[Wpisy konturów kształtów]
•••
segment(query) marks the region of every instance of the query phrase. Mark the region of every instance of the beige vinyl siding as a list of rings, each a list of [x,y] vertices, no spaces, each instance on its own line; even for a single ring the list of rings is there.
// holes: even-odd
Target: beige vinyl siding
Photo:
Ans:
•••
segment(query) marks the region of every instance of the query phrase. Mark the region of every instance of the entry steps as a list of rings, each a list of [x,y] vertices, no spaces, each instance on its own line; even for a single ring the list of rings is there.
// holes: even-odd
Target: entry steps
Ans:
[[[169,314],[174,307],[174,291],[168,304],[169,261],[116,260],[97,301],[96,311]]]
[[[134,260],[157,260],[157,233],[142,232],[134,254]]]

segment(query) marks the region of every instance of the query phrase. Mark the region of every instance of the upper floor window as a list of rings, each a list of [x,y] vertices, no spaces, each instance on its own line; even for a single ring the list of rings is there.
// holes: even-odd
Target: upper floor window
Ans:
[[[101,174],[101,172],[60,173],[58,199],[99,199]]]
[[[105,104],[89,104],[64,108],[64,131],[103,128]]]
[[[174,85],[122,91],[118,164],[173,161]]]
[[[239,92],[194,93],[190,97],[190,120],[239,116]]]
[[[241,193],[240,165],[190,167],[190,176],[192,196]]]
•••
§ **OPIS ZADANIA**
Czy możesz przepisać dokładnie te linijki, zaczynając od linijki z „of the upper” i kończąc na linijce z „[[[241,193],[240,165],[190,167],[190,176],[192,196]]]”, łącznie z obiema?

§ **ROZWIĄZANIE ZADANIA**
segment(query) marks the region of every instance of the query phrase. Mark the region of every instance of the upper floor window as a list of rings, each a list of [x,y] vertices, no spaces, each instance on its own line; even for a single ring the list of rings is there.
// holes: even-odd
Target: upper floor window
Ans:
[[[101,174],[101,172],[60,173],[58,199],[99,199]]]
[[[105,104],[89,104],[64,108],[64,131],[103,128]]]
[[[174,85],[122,91],[118,164],[173,161]]]
[[[239,92],[194,93],[190,97],[190,120],[239,116]]]
[[[241,193],[240,165],[190,167],[190,176],[192,196]]]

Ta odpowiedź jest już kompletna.